- _WHAT THE TASK ASKS_
Identify every line in the listing below that contains the word "staircase", and copy each of those lines.

- _EXTRACTED INFORMATION_
#####
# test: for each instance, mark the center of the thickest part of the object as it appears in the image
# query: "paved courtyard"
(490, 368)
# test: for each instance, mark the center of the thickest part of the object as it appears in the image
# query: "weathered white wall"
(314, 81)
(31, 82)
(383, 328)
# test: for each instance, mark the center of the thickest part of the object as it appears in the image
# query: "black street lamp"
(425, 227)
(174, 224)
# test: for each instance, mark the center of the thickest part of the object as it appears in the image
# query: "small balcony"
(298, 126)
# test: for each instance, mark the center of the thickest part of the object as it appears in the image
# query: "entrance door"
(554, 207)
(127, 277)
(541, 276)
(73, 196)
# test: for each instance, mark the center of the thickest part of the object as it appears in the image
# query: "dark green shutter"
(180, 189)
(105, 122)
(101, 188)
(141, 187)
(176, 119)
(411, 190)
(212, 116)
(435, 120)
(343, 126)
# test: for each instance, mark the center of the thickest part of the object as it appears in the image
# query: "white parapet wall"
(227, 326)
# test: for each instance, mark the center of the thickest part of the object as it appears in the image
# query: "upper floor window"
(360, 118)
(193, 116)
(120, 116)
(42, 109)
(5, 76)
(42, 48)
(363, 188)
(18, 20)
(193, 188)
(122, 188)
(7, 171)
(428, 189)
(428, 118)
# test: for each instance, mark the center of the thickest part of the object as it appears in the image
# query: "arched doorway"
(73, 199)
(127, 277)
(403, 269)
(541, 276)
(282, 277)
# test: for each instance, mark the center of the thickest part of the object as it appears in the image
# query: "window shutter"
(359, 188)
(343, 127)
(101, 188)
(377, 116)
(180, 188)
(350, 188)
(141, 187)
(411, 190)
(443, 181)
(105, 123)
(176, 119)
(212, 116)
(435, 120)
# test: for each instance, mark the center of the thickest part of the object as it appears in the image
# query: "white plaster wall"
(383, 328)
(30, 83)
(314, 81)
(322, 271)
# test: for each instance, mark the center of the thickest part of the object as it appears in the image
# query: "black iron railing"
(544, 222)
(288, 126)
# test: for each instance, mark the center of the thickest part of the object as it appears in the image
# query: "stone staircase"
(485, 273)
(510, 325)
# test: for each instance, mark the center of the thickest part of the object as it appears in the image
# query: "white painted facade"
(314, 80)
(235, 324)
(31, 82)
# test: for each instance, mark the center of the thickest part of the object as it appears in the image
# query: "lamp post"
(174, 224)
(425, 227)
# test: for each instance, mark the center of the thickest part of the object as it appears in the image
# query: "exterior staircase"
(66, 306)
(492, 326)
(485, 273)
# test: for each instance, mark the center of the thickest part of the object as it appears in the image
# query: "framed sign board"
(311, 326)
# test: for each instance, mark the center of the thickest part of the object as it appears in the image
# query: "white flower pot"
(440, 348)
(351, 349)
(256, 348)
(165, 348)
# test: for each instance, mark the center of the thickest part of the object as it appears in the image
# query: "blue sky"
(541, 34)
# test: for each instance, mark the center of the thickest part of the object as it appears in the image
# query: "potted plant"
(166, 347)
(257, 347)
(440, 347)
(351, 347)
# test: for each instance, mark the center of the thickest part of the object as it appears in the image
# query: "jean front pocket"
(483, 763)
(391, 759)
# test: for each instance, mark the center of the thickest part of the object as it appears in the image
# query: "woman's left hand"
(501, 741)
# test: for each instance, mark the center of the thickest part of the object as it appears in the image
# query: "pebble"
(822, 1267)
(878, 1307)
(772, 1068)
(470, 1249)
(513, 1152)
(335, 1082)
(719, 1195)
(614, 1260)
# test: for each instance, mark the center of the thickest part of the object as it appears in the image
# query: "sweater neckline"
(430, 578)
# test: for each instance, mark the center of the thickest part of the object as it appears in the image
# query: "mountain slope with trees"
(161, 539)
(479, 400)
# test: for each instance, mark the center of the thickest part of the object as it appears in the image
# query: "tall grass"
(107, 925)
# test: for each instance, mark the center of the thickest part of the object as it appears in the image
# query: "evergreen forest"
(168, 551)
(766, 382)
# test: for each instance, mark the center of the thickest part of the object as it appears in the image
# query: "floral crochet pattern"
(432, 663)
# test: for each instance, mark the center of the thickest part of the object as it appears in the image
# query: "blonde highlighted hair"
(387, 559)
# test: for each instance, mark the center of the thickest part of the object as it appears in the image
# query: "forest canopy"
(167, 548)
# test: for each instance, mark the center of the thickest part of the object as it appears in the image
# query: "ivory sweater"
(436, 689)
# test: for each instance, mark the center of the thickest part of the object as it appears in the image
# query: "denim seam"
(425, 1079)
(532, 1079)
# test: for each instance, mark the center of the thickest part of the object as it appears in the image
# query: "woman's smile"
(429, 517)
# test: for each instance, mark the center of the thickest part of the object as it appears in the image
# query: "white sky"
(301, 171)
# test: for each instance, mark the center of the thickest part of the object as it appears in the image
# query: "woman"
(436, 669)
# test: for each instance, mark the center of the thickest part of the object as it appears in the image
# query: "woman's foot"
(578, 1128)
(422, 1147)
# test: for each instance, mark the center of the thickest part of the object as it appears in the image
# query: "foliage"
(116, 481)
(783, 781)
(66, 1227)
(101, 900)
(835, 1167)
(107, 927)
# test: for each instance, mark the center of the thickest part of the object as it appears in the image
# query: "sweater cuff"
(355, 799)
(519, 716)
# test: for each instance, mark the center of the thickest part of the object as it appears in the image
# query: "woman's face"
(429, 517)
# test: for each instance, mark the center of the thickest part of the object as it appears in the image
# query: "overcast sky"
#####
- _REPLY TO THE TASK_
# query: "stone staircase"
# query: "exterior staircase"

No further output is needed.